Data extracted from a collection>
::::::::::
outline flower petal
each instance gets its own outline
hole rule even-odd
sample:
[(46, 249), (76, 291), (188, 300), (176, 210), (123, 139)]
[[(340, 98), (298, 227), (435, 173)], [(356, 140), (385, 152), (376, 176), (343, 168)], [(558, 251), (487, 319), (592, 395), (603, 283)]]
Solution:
::::::::::
PROBLEM REQUIREMENTS> Format the lines above as a JSON list of strings, one string per line, leaving out blank lines.

SOLUTION TO THIS TASK>
[
  "outline flower petal",
  "each instance gets its own outline",
  "hole rule even-odd",
  "sample:",
  "[(46, 249), (76, 291), (188, 300), (176, 210), (123, 139)]",
  "[[(340, 98), (298, 227), (435, 173)], [(356, 140), (385, 152), (376, 176), (343, 168)], [(558, 251), (487, 319), (592, 395), (603, 283)]]",
  "Solution:"
]